> Required work:
Exactly reproduce each record listed below.

+++ Data provided

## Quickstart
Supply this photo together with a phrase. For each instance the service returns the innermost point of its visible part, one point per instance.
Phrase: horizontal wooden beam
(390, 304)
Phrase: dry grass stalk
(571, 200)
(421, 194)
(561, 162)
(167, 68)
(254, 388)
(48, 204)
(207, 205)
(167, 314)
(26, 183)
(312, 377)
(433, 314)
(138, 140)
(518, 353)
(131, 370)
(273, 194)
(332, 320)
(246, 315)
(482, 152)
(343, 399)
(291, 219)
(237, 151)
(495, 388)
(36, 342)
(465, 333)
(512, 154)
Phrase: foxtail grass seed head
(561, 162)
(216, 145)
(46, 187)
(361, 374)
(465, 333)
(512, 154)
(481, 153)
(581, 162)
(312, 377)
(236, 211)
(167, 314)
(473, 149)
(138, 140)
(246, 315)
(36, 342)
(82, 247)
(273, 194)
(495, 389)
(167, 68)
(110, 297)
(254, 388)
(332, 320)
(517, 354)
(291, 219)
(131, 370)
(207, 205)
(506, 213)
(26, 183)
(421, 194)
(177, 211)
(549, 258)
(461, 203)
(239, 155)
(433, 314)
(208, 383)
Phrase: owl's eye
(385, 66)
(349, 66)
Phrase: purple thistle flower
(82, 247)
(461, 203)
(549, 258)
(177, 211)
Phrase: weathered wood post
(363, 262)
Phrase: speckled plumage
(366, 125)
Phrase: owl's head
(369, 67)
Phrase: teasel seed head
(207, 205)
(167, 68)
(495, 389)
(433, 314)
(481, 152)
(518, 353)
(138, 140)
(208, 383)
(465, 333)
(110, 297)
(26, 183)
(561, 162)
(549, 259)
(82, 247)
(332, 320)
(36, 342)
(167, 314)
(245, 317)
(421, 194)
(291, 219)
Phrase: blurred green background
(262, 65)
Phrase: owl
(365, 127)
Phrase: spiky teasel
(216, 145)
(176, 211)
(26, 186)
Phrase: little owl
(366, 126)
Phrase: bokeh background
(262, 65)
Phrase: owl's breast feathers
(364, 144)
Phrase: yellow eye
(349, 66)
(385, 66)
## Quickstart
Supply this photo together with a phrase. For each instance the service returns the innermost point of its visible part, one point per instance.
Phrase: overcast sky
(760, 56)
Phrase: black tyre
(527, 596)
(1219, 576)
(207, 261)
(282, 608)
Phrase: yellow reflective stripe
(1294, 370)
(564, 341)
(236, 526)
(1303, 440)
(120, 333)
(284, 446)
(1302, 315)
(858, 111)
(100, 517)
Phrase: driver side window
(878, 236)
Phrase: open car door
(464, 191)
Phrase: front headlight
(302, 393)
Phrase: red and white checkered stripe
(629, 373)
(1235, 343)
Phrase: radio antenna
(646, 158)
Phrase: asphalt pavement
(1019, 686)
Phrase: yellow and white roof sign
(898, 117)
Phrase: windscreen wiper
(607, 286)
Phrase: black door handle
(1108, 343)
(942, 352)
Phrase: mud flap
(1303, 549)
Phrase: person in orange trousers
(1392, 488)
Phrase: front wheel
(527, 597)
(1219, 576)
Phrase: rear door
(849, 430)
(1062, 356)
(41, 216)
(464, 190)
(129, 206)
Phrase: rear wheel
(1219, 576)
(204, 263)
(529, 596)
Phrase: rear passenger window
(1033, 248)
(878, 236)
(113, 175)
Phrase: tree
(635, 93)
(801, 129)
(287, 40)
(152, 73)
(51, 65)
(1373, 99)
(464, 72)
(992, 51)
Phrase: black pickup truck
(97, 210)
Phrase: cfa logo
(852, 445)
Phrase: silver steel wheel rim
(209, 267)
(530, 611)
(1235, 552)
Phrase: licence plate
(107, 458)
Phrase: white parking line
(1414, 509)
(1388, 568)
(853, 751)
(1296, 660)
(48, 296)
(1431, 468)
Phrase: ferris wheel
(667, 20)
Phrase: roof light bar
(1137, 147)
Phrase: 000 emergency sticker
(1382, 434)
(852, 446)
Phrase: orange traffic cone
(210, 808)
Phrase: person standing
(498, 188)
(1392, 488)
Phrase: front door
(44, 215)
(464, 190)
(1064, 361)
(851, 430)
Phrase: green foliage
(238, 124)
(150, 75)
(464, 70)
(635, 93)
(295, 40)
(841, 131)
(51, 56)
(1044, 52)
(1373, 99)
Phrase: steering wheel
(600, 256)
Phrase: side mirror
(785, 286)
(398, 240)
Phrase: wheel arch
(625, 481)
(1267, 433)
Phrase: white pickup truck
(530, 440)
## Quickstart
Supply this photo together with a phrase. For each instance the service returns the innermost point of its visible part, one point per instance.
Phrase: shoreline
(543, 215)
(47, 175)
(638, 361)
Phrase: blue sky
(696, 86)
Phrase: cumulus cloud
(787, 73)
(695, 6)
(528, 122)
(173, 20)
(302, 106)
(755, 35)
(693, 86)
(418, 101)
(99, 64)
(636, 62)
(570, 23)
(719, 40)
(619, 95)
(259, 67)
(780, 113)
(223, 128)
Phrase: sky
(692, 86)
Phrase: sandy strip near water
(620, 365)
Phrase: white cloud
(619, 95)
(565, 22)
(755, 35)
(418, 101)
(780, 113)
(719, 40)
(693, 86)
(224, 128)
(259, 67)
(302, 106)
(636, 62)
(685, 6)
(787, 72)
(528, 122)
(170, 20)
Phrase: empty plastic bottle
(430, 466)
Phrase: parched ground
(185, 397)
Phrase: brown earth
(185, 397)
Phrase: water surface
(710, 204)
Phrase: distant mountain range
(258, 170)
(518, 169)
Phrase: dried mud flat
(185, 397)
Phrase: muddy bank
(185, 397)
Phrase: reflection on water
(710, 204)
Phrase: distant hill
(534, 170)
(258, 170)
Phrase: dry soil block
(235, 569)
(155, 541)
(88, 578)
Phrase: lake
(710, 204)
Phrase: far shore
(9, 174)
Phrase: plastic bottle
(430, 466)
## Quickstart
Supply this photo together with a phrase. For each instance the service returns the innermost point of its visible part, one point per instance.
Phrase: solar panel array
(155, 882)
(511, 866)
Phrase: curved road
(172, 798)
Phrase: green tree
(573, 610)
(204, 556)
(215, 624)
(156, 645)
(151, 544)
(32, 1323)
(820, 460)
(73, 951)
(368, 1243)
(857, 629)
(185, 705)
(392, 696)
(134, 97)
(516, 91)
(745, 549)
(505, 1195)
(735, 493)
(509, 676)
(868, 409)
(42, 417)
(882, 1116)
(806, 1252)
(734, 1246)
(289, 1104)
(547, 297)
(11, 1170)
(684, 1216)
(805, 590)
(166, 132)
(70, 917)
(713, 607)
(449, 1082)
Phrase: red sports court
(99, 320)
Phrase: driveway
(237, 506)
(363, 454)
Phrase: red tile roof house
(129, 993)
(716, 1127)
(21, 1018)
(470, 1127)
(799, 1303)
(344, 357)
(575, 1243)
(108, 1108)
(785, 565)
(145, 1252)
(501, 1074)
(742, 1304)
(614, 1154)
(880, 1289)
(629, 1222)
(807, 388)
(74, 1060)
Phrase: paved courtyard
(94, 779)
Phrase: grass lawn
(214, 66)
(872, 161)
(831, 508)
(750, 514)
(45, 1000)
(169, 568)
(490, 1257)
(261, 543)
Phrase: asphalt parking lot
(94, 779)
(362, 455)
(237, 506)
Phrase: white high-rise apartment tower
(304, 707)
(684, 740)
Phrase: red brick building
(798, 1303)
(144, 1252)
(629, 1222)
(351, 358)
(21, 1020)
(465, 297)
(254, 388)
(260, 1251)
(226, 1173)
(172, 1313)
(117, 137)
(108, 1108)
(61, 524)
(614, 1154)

++++++

> Exercise response:
## Quickstart
Supply this photo together with a phrase. For each instance the service returns the innermost point of its visible part, one point per instance.
Phrase: horizontal wooden beam
(390, 304)
Phrase: dry grass stalk
(571, 200)
(421, 194)
(561, 162)
(167, 68)
(254, 388)
(48, 204)
(207, 205)
(167, 314)
(26, 183)
(312, 377)
(433, 314)
(138, 140)
(518, 353)
(131, 370)
(273, 194)
(332, 320)
(246, 315)
(482, 152)
(343, 399)
(291, 219)
(237, 151)
(495, 388)
(36, 342)
(465, 333)
(512, 154)
Phrase: foxtail grass seed head
(561, 162)
(216, 145)
(46, 187)
(361, 374)
(465, 333)
(512, 154)
(481, 153)
(581, 162)
(312, 377)
(236, 211)
(167, 314)
(473, 149)
(138, 140)
(246, 315)
(36, 342)
(82, 247)
(273, 194)
(495, 389)
(167, 68)
(110, 297)
(254, 388)
(332, 320)
(517, 354)
(291, 219)
(131, 370)
(207, 205)
(506, 213)
(26, 183)
(421, 194)
(177, 211)
(549, 258)
(461, 203)
(239, 155)
(433, 314)
(208, 383)
Phrase: owl's eye
(385, 66)
(349, 66)
Phrase: purple thistle flower
(82, 247)
(461, 203)
(549, 258)
(177, 211)
Phrase: weathered wood post
(363, 262)
Phrase: speckled plumage
(366, 125)
Phrase: owl's head
(369, 67)
Phrase: teasel seed head
(207, 205)
(167, 68)
(495, 389)
(433, 314)
(481, 152)
(518, 353)
(138, 140)
(208, 383)
(465, 333)
(110, 297)
(26, 183)
(561, 162)
(549, 259)
(82, 247)
(332, 320)
(36, 342)
(167, 314)
(245, 317)
(421, 194)
(291, 219)
Phrase: blurred green background
(262, 65)
Phrase: owl
(365, 127)
Phrase: spiky teasel
(216, 145)
(176, 211)
(26, 186)
Phrase: little owl
(366, 126)
Phrase: bokeh background
(262, 65)
Phrase: owl's breast feathers
(364, 144)
Phrase: yellow eye
(349, 66)
(385, 66)
## Quickstart
Supply this photo together with a phrase. For each instance the service returns the innermost point of its visible part, one point per instance.
Phrase: overcast sky
(760, 56)
Phrase: black tyre
(527, 596)
(1219, 576)
(207, 261)
(282, 608)
Phrase: yellow reflective stripe
(1294, 370)
(564, 341)
(236, 526)
(1303, 440)
(120, 333)
(284, 446)
(1302, 315)
(858, 111)
(100, 517)
Phrase: driver side window
(878, 236)
Phrase: open car door
(464, 191)
Phrase: front headlight
(302, 393)
Phrase: red and white checkered stripe
(629, 373)
(1235, 343)
Phrase: radio antenna
(646, 158)
Phrase: asphalt pavement
(1019, 686)
Phrase: yellow and white roof sign
(898, 117)
Phrase: windscreen wiper
(607, 286)
Phrase: black door handle
(1108, 343)
(942, 352)
Phrase: mud flap
(1303, 549)
Phrase: person in orange trousers
(1392, 488)
Phrase: front wheel
(527, 597)
(1219, 576)
Phrase: rear door
(849, 430)
(1062, 356)
(41, 216)
(464, 190)
(129, 206)
Phrase: rear wheel
(1219, 576)
(204, 263)
(529, 596)
Phrase: rear passenger window
(1033, 248)
(878, 236)
(113, 175)
Phrase: tree
(635, 93)
(801, 129)
(287, 40)
(152, 73)
(51, 65)
(1373, 99)
(464, 72)
(992, 51)
Phrase: black pickup truck
(97, 210)
Phrase: cfa logo
(852, 445)
Phrase: silver steel wheel rim
(209, 267)
(530, 611)
(1235, 552)
Phrase: licence plate
(107, 458)
Phrase: white parking line
(1414, 509)
(1388, 568)
(853, 751)
(1296, 660)
(48, 296)
(1431, 468)
Phrase: ferris wheel
(667, 20)
Phrase: roof light bar
(1137, 147)
Phrase: 000 emergency sticker
(1382, 434)
(852, 446)
Phrase: orange traffic cone
(210, 808)
Phrase: person standing
(498, 188)
(1392, 488)
Phrase: front door
(44, 215)
(464, 190)
(1064, 361)
(851, 430)
Phrase: green foliage
(238, 124)
(150, 75)
(464, 70)
(635, 93)
(295, 40)
(841, 131)
(51, 56)
(1044, 52)
(1373, 99)
Phrase: steering wheel
(600, 256)
Phrase: side mirror
(785, 286)
(398, 240)
Phrase: wheel arch
(625, 481)
(1267, 433)
Phrase: white pickup truck
(530, 440)
## Quickstart
Supply this photo together with a phrase. For each instance the service returns the innermost point of its visible part, one point per instance.
Phrase: shoreline
(543, 215)
(47, 175)
(638, 361)
Phrase: blue sky
(696, 86)
Phrase: cumulus cloud
(787, 73)
(695, 6)
(528, 122)
(173, 20)
(302, 106)
(755, 35)
(693, 86)
(418, 101)
(99, 64)
(636, 62)
(570, 23)
(719, 40)
(619, 95)
(259, 67)
(780, 113)
(223, 128)
Phrase: sky
(692, 86)
Phrase: sandy strip near water
(620, 365)
Phrase: white cloud
(619, 95)
(565, 22)
(755, 35)
(418, 101)
(780, 113)
(719, 40)
(693, 86)
(224, 128)
(259, 67)
(302, 106)
(636, 62)
(685, 6)
(787, 72)
(528, 122)
(170, 20)
Phrase: empty plastic bottle
(430, 466)
Phrase: parched ground
(185, 397)
Phrase: brown earth
(185, 397)
Phrase: water surface
(710, 204)
Phrase: distant mountain range
(258, 170)
(518, 169)
Phrase: dried mud flat
(185, 397)
Phrase: muddy bank
(185, 397)
Phrase: reflection on water
(710, 204)
Phrase: distant hill
(534, 170)
(258, 170)
Phrase: dry soil block
(235, 569)
(155, 541)
(88, 578)
Phrase: lake
(710, 204)
Phrase: far shore
(9, 174)
Phrase: plastic bottle
(430, 466)
## Quickstart
Supply this photo together with a phrase. For each instance the service returns the innermost point of its visible part, one point per instance.
Phrase: solar panel array
(155, 882)
(511, 866)
Phrase: curved road
(172, 798)
Phrase: green tree
(573, 610)
(204, 556)
(215, 624)
(156, 645)
(151, 544)
(32, 1323)
(820, 460)
(73, 951)
(368, 1243)
(857, 629)
(185, 705)
(392, 696)
(134, 97)
(516, 91)
(745, 549)
(505, 1195)
(735, 493)
(509, 676)
(868, 409)
(42, 417)
(882, 1116)
(806, 1252)
(734, 1246)
(289, 1104)
(547, 297)
(11, 1170)
(684, 1216)
(805, 590)
(166, 132)
(70, 917)
(713, 607)
(449, 1082)
Phrase: red sports court
(99, 320)
Phrase: driveway
(237, 506)
(363, 454)
Phrase: red tile roof house
(129, 993)
(716, 1127)
(21, 1018)
(470, 1127)
(799, 1303)
(344, 357)
(575, 1243)
(108, 1108)
(785, 565)
(145, 1252)
(501, 1074)
(742, 1304)
(614, 1154)
(880, 1289)
(629, 1222)
(807, 388)
(74, 1060)
Phrase: paved courtyard
(94, 779)
Phrase: grass lawn
(214, 66)
(872, 161)
(831, 508)
(750, 514)
(45, 1000)
(169, 568)
(490, 1257)
(261, 543)
Phrase: asphalt parking lot
(94, 779)
(362, 455)
(237, 506)
Phrase: white high-rise apartment tower
(304, 707)
(684, 740)
Phrase: red brick building
(798, 1303)
(144, 1252)
(629, 1222)
(351, 358)
(21, 1020)
(465, 297)
(254, 388)
(260, 1251)
(226, 1173)
(172, 1313)
(117, 137)
(108, 1108)
(61, 524)
(614, 1154)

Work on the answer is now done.